Rewrite everything from the line containing "class is: truck" down to the end of the data, switching "truck cab" to "vehicle cab" and leaving all else unchanged.

--- DATA SHOWN ---

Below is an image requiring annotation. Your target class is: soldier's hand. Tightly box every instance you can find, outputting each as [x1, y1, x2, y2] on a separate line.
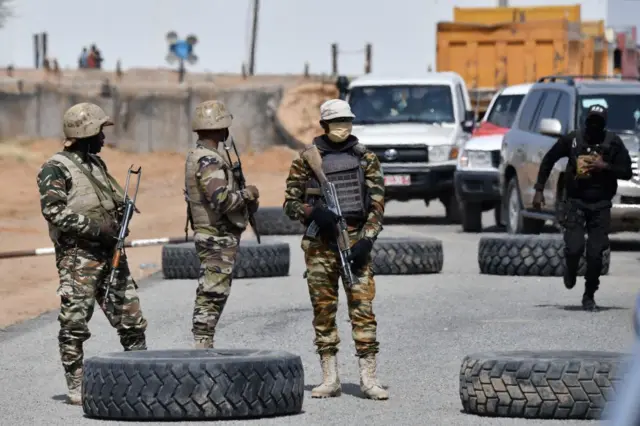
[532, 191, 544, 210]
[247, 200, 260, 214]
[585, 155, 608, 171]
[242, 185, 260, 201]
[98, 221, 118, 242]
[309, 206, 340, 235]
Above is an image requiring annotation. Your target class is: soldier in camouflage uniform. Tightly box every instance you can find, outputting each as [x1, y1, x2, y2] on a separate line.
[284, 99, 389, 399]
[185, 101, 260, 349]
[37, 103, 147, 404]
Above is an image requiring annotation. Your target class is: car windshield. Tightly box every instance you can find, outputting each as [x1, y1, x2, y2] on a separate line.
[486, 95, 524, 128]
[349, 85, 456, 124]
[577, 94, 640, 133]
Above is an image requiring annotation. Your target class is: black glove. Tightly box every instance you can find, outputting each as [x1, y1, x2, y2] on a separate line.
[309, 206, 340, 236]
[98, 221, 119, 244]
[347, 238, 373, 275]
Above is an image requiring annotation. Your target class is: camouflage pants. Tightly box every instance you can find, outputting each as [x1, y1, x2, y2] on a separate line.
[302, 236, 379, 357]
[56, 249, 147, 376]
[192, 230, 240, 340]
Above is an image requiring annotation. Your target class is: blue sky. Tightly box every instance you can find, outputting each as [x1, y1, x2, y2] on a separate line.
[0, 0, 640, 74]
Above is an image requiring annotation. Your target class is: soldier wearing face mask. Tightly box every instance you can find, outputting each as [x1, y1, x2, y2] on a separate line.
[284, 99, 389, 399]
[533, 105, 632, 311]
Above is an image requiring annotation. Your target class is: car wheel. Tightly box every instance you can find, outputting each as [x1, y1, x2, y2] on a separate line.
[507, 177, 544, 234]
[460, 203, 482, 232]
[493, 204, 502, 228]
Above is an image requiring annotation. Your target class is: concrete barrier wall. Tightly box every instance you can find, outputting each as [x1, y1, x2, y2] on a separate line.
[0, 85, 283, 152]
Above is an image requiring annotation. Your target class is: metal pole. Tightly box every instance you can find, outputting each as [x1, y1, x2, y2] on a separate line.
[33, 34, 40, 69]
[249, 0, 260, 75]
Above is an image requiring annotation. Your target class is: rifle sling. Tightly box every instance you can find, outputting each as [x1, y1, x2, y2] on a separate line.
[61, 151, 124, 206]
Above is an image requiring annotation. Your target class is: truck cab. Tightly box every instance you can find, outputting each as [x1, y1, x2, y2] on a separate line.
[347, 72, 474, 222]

---

- OUTPUT FOR THIS EXERCISE:
Above is an image requiring annotation. Your target class is: vehicle cab. Tightly box every instance you can find, outputting each as [x1, y1, x2, y2] on a separate line.
[347, 72, 474, 222]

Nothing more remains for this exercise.